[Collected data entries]

####################

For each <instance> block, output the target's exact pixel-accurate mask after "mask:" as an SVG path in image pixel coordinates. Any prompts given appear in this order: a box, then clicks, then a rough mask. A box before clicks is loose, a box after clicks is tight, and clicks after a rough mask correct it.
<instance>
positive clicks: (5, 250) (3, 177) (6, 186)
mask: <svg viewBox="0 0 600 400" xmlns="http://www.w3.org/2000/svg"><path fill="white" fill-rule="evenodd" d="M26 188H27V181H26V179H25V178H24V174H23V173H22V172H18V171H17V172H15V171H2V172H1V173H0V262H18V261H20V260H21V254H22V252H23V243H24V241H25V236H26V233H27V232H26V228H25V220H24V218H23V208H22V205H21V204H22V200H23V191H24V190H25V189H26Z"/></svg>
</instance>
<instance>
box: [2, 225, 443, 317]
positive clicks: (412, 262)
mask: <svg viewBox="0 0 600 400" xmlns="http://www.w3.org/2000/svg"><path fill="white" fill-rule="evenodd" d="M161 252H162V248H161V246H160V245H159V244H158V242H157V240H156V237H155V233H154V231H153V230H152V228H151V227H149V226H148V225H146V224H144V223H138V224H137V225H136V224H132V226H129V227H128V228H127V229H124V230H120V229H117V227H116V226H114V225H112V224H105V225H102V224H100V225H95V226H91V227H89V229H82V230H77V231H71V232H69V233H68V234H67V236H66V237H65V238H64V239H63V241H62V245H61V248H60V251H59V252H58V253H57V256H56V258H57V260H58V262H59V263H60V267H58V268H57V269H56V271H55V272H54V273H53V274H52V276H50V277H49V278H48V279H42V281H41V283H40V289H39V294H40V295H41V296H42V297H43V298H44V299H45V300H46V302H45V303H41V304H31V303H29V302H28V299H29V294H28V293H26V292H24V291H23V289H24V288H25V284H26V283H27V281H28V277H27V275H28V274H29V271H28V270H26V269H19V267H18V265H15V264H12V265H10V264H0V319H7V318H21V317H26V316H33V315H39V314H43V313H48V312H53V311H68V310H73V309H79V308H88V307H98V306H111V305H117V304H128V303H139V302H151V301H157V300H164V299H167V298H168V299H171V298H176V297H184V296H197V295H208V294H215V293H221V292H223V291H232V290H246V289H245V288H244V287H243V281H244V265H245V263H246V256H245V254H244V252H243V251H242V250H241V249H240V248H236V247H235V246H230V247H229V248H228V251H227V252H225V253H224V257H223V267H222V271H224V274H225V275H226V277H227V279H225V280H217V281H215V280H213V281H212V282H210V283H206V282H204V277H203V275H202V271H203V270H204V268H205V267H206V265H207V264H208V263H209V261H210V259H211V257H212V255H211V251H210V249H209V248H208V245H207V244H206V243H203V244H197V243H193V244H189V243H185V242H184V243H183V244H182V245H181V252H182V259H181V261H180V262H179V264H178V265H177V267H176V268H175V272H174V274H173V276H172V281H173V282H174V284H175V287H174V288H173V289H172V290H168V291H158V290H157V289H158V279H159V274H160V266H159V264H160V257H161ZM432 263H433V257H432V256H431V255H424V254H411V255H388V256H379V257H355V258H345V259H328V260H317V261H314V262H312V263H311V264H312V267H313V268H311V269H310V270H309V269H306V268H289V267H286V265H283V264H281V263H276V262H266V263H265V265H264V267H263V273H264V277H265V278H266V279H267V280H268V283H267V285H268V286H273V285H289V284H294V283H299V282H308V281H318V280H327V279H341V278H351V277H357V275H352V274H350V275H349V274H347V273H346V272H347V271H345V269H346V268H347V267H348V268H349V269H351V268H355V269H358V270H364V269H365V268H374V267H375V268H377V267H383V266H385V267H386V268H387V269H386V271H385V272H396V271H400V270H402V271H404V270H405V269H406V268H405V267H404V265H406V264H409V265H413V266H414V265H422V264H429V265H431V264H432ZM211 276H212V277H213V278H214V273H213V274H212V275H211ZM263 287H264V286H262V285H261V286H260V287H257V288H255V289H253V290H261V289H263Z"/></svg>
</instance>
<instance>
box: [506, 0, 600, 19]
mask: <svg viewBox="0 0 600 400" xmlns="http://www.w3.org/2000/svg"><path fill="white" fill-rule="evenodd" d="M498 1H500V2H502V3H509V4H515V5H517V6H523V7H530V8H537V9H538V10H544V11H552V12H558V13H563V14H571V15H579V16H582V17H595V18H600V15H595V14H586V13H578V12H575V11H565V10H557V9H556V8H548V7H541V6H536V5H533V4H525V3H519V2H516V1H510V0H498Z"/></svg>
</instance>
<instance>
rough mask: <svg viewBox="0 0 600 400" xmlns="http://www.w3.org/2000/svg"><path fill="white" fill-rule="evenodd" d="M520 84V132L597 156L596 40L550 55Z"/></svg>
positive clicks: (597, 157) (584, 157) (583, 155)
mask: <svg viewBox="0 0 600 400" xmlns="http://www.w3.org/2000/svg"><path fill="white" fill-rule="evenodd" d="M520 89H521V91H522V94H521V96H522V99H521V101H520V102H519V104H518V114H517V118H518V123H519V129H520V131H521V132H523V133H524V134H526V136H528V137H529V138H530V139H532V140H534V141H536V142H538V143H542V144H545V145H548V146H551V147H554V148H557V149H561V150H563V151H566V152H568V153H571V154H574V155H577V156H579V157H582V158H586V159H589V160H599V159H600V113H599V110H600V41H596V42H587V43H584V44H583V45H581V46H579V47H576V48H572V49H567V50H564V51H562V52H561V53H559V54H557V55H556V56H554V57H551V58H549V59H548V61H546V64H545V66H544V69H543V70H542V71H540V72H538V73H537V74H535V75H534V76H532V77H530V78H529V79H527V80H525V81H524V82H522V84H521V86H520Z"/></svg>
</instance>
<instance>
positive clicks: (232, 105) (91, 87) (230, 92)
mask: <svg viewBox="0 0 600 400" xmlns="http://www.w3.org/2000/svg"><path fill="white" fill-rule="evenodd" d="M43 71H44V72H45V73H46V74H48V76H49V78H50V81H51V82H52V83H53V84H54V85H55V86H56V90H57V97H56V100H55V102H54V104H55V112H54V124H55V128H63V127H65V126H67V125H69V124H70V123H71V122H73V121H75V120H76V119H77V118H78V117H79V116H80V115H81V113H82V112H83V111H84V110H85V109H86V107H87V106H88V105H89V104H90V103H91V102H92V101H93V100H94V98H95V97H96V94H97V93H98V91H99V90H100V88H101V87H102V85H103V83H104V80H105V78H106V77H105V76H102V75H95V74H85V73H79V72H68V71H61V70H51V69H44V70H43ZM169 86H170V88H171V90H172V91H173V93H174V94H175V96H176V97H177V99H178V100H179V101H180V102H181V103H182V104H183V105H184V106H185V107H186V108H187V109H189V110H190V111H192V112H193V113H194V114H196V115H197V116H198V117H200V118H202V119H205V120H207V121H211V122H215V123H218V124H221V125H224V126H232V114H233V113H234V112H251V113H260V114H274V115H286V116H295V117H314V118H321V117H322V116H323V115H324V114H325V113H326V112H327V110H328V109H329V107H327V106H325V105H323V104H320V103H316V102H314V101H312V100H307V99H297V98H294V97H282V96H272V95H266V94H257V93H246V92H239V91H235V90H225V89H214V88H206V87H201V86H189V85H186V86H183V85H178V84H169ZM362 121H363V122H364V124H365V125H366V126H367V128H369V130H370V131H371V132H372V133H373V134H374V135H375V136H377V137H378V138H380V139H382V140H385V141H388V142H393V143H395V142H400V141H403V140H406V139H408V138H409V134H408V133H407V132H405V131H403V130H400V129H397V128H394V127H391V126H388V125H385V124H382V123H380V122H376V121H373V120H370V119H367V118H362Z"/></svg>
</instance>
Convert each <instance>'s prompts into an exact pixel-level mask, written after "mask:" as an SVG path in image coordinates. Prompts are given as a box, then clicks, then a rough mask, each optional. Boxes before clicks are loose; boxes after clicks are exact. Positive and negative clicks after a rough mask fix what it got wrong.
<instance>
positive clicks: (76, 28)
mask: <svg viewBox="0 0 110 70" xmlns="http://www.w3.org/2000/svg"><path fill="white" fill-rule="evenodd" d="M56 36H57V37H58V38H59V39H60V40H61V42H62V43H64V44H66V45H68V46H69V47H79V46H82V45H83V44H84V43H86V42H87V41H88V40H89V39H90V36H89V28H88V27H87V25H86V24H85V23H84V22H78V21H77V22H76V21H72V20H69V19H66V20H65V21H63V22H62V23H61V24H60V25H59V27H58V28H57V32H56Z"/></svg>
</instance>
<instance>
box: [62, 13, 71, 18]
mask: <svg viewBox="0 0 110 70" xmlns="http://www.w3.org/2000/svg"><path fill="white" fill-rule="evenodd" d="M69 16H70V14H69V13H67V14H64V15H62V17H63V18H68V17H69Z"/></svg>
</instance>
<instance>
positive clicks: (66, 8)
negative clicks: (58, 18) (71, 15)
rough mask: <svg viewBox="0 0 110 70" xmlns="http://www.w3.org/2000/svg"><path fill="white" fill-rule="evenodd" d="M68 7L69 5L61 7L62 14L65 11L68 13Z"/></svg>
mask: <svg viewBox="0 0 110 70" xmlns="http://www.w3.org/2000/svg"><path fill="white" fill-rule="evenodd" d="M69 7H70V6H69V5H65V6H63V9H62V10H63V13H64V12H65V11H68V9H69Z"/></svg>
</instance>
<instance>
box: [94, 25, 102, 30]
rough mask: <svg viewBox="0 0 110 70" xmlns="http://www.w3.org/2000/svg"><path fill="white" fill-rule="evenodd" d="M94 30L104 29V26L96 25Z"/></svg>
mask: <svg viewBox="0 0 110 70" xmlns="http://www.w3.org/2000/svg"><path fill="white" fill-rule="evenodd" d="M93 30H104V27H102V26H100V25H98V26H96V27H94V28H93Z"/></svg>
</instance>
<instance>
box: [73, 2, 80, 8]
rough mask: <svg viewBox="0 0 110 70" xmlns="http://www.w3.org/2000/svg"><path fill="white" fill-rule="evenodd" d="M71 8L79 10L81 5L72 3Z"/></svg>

####################

Pull out each line of the records that contains the string "negative". Letter case counts.

Convert each <instance>'s prompts into an exact pixel-level mask, written after "mask:" as an SVG path in image coordinates. Prompts are given as a box, then clicks, then a rough mask, each optional. Boxes before clicks are loose; boxes after clicks are exact. Positive and negative clicks after a rough mask fix what it got wrong.
negative clicks: (58, 18) (71, 15)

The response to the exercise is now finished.